## START

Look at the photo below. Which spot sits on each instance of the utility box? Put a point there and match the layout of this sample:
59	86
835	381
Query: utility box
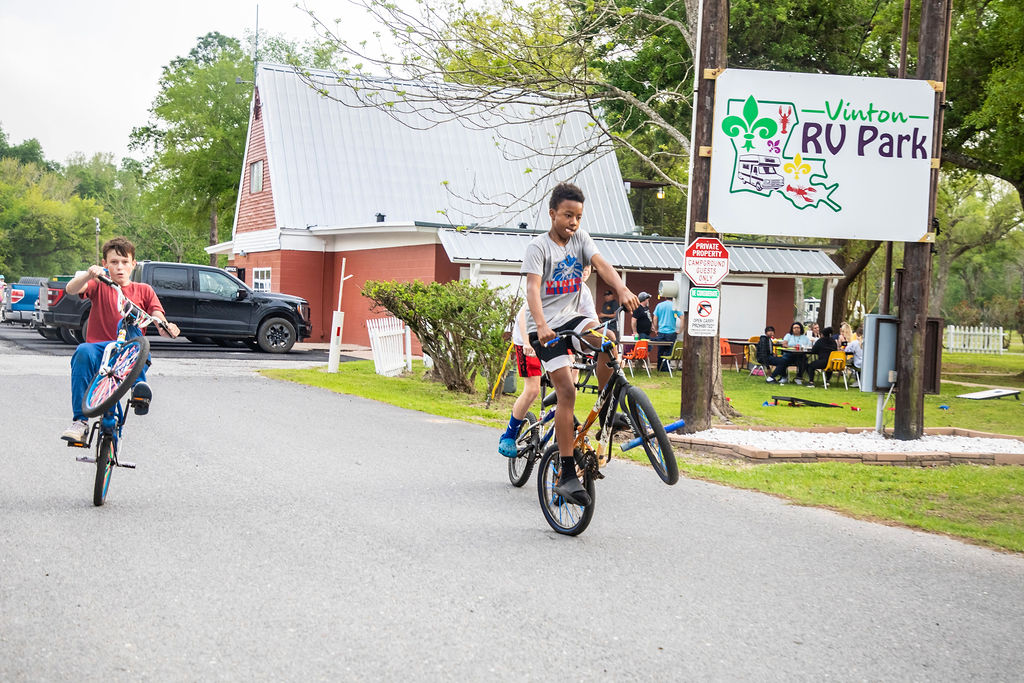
879	373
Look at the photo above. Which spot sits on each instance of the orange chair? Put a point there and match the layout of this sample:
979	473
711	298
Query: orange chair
726	350
637	353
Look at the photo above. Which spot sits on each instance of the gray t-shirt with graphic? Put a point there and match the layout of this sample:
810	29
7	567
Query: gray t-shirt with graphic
561	275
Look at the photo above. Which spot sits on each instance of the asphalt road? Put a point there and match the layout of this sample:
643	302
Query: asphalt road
278	531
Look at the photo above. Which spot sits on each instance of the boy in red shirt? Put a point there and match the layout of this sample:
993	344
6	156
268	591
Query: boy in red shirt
119	259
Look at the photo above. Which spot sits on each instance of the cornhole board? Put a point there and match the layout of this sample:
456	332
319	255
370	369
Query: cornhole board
990	393
803	401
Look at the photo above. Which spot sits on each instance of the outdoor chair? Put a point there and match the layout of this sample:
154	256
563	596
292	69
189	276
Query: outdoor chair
837	364
725	348
677	356
637	353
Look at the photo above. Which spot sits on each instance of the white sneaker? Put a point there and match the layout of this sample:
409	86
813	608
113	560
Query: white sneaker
76	433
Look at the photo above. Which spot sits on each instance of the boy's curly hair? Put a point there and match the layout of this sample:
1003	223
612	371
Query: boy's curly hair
563	191
122	246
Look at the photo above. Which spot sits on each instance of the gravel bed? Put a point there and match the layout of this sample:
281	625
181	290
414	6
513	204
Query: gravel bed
868	441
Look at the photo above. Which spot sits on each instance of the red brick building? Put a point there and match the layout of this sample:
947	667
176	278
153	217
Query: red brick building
333	178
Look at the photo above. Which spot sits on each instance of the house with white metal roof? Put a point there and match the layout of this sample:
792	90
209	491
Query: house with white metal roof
403	191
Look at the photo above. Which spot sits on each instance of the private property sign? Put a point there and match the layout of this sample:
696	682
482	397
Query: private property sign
810	155
707	261
702	315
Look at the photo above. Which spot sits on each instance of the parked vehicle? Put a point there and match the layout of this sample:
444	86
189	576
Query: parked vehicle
207	303
42	322
19	299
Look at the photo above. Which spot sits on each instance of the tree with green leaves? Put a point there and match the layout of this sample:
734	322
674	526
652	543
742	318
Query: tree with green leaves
197	135
45	227
462	327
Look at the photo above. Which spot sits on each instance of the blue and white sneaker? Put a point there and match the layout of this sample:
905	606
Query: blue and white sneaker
507	447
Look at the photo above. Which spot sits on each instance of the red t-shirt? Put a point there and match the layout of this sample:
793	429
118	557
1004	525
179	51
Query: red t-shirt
104	316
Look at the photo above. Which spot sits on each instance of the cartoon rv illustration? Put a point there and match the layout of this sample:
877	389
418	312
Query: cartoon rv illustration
760	171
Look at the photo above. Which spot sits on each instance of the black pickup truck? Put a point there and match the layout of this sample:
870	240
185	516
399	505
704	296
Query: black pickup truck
207	303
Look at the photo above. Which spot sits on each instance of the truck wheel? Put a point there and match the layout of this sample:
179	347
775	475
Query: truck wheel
275	335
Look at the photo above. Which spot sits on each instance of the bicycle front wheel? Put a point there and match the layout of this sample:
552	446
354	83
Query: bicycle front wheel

## END

Task directions
Rewrite everything from the line containing "the red t-shirt?" down to the final line of the data above as a numbered list, one item per line, with both of those lines included and any blank lines omitted.

Response to this exercise
1. Look at the photo above. Which spot sits on each instance of the red t-shirt? Put a point there and match the layout of this sample:
2. 793	429
3. 118	557
4. 1004	525
5. 179	51
6. Query: red t-shirt
7. 104	316
8. Look at the photo above. Which spot sits on each instance of the cartoon rv illustration? Put a point there and match the layout of this sample:
9. 877	389
10. 418	312
11. Query: cartoon rv illustration
12. 760	171
13. Look at the photo above. Which spot sits on each instance of the black pickup truck? Put a point there and match the layout of this sample:
14. 870	240
15. 185	516
16. 399	505
17. 704	296
18. Query: black pickup truck
19. 207	303
20. Look at the photo above. Which spot sits on each instance of the truck wheel? Put a point there and match the layout of this sample:
21. 179	347
22. 775	475
23. Query: truck wheel
24. 275	335
25. Look at the photo above. Which spot sits on each instance of the bicycle front wheel? Put a point there and match the layout of this sample:
26. 552	446
27. 354	83
28. Query: bicycle front wheel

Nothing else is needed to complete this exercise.